EXERCISE - Rewrite all of these lines, swapping "JSON array" for "JSON list" wherever it appears and keeping everything else the same.

--- Start of DATA FOR PROCESSING ---

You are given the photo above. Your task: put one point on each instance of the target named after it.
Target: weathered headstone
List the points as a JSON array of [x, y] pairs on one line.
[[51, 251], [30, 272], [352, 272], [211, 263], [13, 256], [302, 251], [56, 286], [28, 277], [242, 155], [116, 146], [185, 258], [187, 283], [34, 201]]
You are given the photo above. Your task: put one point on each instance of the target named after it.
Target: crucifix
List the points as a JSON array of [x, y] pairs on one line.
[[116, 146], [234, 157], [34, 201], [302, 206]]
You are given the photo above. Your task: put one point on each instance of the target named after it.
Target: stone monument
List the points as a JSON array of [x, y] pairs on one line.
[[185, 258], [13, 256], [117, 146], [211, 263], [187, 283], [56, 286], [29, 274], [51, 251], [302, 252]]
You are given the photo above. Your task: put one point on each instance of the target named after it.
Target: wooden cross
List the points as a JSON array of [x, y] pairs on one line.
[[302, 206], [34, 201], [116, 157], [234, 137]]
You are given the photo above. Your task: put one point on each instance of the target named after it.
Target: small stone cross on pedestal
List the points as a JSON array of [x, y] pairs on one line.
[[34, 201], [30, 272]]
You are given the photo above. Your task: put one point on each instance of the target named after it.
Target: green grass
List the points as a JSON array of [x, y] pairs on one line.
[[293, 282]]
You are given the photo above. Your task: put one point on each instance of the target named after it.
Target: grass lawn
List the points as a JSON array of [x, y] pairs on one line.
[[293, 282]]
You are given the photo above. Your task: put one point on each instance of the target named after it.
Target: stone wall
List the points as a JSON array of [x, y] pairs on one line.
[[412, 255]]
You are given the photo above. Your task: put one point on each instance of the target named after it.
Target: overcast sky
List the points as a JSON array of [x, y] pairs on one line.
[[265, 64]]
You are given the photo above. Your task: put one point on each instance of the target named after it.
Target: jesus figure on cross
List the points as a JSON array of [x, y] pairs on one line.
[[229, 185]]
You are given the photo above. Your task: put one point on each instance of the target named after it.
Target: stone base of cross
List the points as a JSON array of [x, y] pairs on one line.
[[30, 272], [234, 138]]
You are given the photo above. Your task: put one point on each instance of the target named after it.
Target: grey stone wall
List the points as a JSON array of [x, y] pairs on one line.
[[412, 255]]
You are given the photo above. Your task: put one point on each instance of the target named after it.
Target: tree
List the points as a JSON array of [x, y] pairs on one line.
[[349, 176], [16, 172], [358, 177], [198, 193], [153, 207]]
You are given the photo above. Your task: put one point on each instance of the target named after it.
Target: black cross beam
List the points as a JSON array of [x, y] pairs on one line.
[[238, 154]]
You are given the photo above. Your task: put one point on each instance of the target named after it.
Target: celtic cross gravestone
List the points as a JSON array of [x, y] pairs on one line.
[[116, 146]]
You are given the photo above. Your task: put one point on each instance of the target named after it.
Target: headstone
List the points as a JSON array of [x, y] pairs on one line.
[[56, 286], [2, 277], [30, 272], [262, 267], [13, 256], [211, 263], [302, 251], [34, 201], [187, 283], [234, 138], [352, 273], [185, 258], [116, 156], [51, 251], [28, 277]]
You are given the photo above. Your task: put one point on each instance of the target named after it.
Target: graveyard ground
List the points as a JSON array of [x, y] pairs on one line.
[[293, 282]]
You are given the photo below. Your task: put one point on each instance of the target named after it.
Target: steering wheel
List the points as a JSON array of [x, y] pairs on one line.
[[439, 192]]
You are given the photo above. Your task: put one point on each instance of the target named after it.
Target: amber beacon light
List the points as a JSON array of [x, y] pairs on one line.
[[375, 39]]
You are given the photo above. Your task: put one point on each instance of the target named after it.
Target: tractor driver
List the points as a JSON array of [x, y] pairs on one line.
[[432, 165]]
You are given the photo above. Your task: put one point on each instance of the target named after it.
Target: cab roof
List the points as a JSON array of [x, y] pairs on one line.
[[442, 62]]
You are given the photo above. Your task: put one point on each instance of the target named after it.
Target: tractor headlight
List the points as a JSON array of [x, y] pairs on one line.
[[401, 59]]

--- End of DATA FOR PROCESSING ---

RESPONSE BELOW -
You are given the photo above. Your task: put one point on each instance of the target named after it.
Target: weathered headstone
List the points as a JSON list of [x, y] pairs on one line.
[[51, 251], [30, 272], [352, 272], [211, 263], [13, 256], [302, 251], [56, 286], [28, 277], [242, 155], [116, 146], [185, 258], [187, 283], [34, 201]]
You are given the photo above. Your task: put one point on each instance of the target named after it.
Target: crucifix
List the points as a JSON list of [x, y] pairs on one line.
[[116, 146], [234, 157], [34, 201], [302, 206]]
You are given the photo above. Your task: put one point on each instance of the target named after it.
Target: stone monument
List the points as a JSON list of [x, y] pairs on one line.
[[185, 258], [13, 256], [117, 146], [211, 263], [187, 283], [56, 286], [29, 274], [51, 251], [302, 252]]
You are given the photo above. Your task: put one point on each instance of the target named after it.
Target: wooden cross
List the points as a JSON list of [x, y] pairs on one line.
[[302, 206], [34, 201], [116, 157], [234, 137]]
You are given the photo above. Your task: put one point on each instance of the target named after it.
Target: small stone cross on pedestal
List the points as a JSON list of [x, y] pairs on one line.
[[34, 201], [30, 272]]
You are given the photo above. Your task: put one point on each instance of the target named after it.
Target: green grass
List the points as a JSON list of [x, y] pairs on one line.
[[293, 282]]
You are given the photo above. Your task: put one point on each instance of the target named after it.
Target: grass lawn
List the points as a JSON list of [x, y] pairs on one line.
[[293, 282]]
You are given the photo above. Your task: put one point on each instance of the target named after it.
Target: stone wall
List the points as a JSON list of [x, y] pairs on one line.
[[412, 255]]
You are given the photo above. Your task: put one point on each instance of the target named after it.
Target: overcast sky
List the points as a JSON list of [x, y] pairs on one line.
[[265, 64]]
You are given the photo above. Your task: put one point on each instance of the target named after it.
Target: jesus figure on cross
List the points as a JSON list of [x, y] pairs on one line.
[[229, 185]]
You are given the photo above. Your task: put one point on each instance of the target named after it.
Target: stone base of cross
List the points as a JSON list of [x, y] pairs on one line.
[[30, 272], [234, 138]]
You are given the photo above. Your task: put one point on each instance of the target named after it.
Target: grey stone wall
List the points as a JSON list of [x, y] pairs on one line.
[[412, 255]]
You are given the photo above. Your task: put one point on each instance of the target named after it.
Target: tree
List the points as a JSON list of [x, y] pairs on one line.
[[349, 176], [16, 172], [358, 177], [198, 193], [153, 207]]
You are given the photo above. Your task: put one point on each instance of the target named after it.
Target: black cross beam
List the points as a JSON list of [x, y] pairs on one line.
[[238, 154]]
You are given the photo above. Your task: put one point on each instance of the target named after it.
Target: celtic cross gravestone
List the points as a JSON list of [x, y] pairs on one line.
[[116, 146]]
You are given the photo above. Your task: put one point on each instance of the target named after it.
Target: headstone
List the points as a JSON list of [x, y] pairs on one line.
[[56, 286], [2, 277], [30, 272], [262, 267], [13, 256], [211, 263], [302, 251], [34, 201], [187, 283], [234, 138], [352, 273], [185, 258], [116, 156], [51, 251], [28, 277]]
You are given the photo above. Your task: put one point on each instance of the target named after it.
Target: graveyard ground
List the points as a JSON list of [x, y] pairs on one line.
[[293, 282]]
You are given the photo below. Your task: put one point on each instance of the target named after it.
Target: steering wheel
List the points as a JSON list of [x, y] pairs on one line.
[[439, 192]]
You are given the photo above. Your task: put one point on each instance of the target named after it.
Target: amber beacon light
List the points as a JSON list of [x, y] pairs on one line.
[[375, 39]]
You are given the photo above. Your task: put one point on each instance of the target named after it.
Target: tractor driver
List the points as a JSON list of [x, y] pairs on one line.
[[432, 165]]
You are given the photo above. Your task: put one point on each instance of the target named after it.
Target: cab roof
List the points as a JSON list of [x, y] pairs on one line.
[[442, 62]]
You are given the photo above. Your task: put one point on each instance of the target named after it.
Target: tractor headlight
List the points as a JSON list of [x, y] pairs on one line.
[[401, 59]]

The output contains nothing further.